[ENUNCIADO A]
Reproduza sem alterações o trecho da entrevista sobre a oposição síria que vai de "International" até "muito pequeno.", incluindo este último.

──────

Como vc descreve a oposição síria dentro do país?
Gilbert
Achcar: A
oposição síria dentro do país começa, como se sabe, com os Comitês de
Coordenação Local (CCL). São autênticos e representam o levante inicial, no
sentido de que organizaram as primeiras manifestações de protesto. Há redes por
toda a região, e isso explica o levante inicial. São redes populares, muitos são
jovens, que coordenaram as primeiras manifestações, em muitos casos usando a
internet.
A
formação de coalizões de oposição, como o Conselho Nacional Sírio, é outro
estágio do mesmo processo, que atraiu para lá, depois dos movimentos populares
iniciais, grupos de oposição que vivem fora do país, além de outros, internos,
que se reuniram mais ativamente depois do levante inicial. Hoje, parte
significativa do movimento dentro do país aceitou o CNS, porque, sem eles,
ficariam sem voz para falar, sobretudo, nos fronts internacionais. Os CCL e a
coordenação central dos Comitês, não constituem liderança política. No caso de o
regime entrar em colapso no curto ou médio prazo, ninguém sabe que forças
políticas dominarão, na Síria.
Tudo
isso é muito difícil de avaliar, porque não há eleições na Síria há várias
décadas. Mas não há dúvidas de que as forças políticas organizadas são minoria
insignificante, se se consideram as massas não organizadas em partidos, que
querem o fim do governo Assad.
International
Viewpoint: Sabe-se
que a Síria tem longa tradição de políticos de esquerda. Qual a influência
desses grupos e ativistas de esquerda, no movimento?
Gilbert
Achcar: Sim,
diferente da Líbia, há uma importante corrente de opinião e de inteligência de
esquerda na Síria. Não havia nada semelhante a isso na Líbia, mesmo antes de
Gaddafi, e Gaddafi governou durante 40 anos, suprimindo qualquer tipo de vida
política, exceto a que ele mesmo inspirava e comandava. Por isso, é impossível
dizer que haja algo que se possa chamar de “esquerda” na Líbia, exceto um grupo
muito pequeno.
Na
Síria esse quadro é completamente diferente. Na Síria há comunistas, marxistas
de várias nuances, nacionalistas e outros. Há grande população de palestinos que
vivem na Síria e a esquerda palestina também está bem representada na Síria. A
Síria talvez seja, de todos os países árabes da região, onde o ideário marxista,
de esquerda, tem maior representatividade. Essa é boa razão para manter o
otimismo.

──────

[ENUNCIADO B]
Duplique sem nenhuma alteração todas as linhas que vêm a seguir, omitindo as imagens na resposta.

──────

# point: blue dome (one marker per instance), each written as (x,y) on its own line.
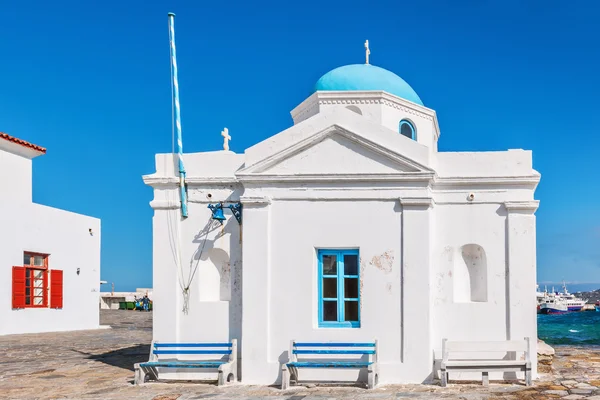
(367,77)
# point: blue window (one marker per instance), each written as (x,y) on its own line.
(339,289)
(407,129)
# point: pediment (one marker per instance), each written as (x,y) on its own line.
(332,152)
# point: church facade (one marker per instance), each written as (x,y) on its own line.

──────

[SOLUÇÃO A]
International
Viewpoint: Sabe-se
que a Síria tem longa tradição de políticos de esquerda. Qual a influência
desses grupos e ativistas de esquerda, no movimento?
Gilbert
Achcar: Sim,
diferente da Líbia, há uma importante corrente de opinião e de inteligência de
esquerda na Síria. Não havia nada semelhante a isso na Líbia, mesmo antes de
Gaddafi, e Gaddafi governou durante 40 anos, suprimindo qualquer tipo de vida
política, exceto a que ele mesmo inspirava e comandava. Por isso, é impossível
dizer que haja algo que se possa chamar de “esquerda” na Líbia, exceto um grupo
muito pequeno.

[SOLUÇÃO B]
# point: blue dome (one marker per instance), each written as (x,y) on its own line.
(367,77)
# point: blue window (one marker per instance), each written as (x,y) on its own line.
(339,289)
(407,129)
# point: pediment (one marker per instance), each written as (x,y) on its own line.
(332,152)
# point: church facade (one marker per instance), each written as (x,y) on its own line.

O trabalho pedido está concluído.